Work required >>
Find how many lines in the material below contain the word "entrance" and give only that number.

*** Begin section ***

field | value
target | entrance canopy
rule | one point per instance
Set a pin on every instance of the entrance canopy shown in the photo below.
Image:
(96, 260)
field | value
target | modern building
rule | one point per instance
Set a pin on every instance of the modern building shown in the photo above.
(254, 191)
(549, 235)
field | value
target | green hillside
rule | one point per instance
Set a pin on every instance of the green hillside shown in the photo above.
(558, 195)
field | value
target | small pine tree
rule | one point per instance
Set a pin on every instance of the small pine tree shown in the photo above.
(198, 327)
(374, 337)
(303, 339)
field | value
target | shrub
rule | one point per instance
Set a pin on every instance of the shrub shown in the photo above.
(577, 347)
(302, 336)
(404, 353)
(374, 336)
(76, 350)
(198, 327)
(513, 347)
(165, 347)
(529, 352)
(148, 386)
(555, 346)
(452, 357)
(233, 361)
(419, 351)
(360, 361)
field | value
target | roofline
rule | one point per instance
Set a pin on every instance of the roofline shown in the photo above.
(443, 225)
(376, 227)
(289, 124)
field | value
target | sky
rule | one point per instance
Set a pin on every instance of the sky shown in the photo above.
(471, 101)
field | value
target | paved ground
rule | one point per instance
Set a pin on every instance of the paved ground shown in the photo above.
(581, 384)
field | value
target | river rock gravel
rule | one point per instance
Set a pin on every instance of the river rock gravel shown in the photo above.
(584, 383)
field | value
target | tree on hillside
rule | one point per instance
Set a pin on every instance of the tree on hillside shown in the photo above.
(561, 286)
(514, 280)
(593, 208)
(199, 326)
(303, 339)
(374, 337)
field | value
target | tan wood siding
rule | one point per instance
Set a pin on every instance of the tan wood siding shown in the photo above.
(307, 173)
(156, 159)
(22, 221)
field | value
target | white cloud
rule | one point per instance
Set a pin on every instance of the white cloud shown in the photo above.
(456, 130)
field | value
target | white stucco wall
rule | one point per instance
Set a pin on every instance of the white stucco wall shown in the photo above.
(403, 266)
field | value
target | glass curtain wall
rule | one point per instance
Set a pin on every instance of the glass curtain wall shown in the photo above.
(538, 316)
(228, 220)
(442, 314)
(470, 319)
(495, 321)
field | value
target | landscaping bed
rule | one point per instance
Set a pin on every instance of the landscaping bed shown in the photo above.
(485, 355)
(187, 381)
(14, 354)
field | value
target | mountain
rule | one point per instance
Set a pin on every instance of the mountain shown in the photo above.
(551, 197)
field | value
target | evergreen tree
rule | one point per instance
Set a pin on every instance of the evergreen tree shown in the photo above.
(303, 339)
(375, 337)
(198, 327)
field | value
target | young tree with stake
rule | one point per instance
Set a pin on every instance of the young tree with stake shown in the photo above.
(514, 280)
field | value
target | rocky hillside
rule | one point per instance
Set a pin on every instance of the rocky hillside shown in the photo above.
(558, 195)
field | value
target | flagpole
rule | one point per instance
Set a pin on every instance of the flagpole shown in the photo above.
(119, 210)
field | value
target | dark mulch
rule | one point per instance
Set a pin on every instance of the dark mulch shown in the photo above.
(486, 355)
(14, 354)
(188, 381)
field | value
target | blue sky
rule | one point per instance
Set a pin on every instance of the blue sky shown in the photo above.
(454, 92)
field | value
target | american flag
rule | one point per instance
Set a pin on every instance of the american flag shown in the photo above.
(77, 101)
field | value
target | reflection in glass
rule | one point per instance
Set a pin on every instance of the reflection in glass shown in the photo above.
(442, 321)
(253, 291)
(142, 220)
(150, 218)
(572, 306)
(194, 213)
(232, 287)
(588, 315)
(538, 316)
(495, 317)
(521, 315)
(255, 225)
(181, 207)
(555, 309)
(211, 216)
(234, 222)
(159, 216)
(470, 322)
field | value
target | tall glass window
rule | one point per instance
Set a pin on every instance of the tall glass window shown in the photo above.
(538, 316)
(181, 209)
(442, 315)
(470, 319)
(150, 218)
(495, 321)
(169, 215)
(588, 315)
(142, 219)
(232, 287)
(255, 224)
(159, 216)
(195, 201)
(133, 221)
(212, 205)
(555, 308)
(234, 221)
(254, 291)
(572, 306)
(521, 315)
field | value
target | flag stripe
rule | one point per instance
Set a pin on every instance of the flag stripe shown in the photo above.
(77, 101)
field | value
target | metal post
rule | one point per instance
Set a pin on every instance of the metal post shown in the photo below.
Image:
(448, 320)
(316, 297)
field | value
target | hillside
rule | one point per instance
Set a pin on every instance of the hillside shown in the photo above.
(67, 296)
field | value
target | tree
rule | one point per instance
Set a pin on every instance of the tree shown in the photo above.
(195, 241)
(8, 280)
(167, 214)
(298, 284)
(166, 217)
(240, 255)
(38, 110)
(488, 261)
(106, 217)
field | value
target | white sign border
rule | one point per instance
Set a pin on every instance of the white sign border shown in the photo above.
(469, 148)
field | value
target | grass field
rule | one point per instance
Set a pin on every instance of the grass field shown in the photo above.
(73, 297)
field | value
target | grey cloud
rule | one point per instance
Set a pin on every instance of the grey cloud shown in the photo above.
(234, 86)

*** End section ***
*** Begin section ***

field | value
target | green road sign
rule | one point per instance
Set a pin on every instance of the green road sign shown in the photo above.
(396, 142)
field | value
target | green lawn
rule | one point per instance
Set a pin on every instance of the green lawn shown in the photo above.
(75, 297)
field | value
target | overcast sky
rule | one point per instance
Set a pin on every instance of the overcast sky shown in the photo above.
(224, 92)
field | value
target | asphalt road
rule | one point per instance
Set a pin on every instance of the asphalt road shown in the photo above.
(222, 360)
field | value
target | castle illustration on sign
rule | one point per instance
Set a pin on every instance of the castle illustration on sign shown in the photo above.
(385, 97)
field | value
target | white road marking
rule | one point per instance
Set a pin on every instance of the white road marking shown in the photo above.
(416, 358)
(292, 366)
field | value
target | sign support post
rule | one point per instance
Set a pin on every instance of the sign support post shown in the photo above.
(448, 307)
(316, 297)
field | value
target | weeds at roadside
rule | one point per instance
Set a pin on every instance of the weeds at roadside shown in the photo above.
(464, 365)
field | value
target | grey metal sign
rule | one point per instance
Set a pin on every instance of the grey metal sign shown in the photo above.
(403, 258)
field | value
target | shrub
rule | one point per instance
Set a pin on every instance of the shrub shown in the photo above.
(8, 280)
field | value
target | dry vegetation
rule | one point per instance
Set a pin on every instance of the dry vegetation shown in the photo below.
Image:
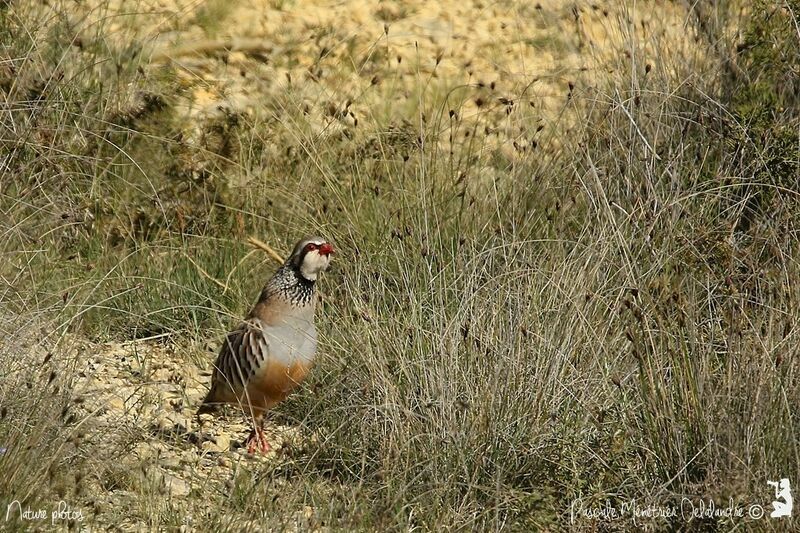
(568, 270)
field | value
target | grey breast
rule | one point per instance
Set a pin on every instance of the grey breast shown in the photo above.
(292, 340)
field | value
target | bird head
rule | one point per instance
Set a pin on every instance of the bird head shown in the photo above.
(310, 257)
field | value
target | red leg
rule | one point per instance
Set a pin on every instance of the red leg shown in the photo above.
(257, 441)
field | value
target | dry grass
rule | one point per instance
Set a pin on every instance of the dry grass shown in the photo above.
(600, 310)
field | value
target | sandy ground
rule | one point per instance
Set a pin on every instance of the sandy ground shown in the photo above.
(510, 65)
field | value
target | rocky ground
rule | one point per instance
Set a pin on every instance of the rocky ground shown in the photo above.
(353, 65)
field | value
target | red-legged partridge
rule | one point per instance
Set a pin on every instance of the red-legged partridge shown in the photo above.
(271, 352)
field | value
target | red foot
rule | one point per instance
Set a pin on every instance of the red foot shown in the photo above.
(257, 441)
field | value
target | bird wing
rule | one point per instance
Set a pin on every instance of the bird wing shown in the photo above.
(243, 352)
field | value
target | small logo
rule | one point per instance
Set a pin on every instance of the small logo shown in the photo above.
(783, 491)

*** End section ***

Solution for this problem >>
2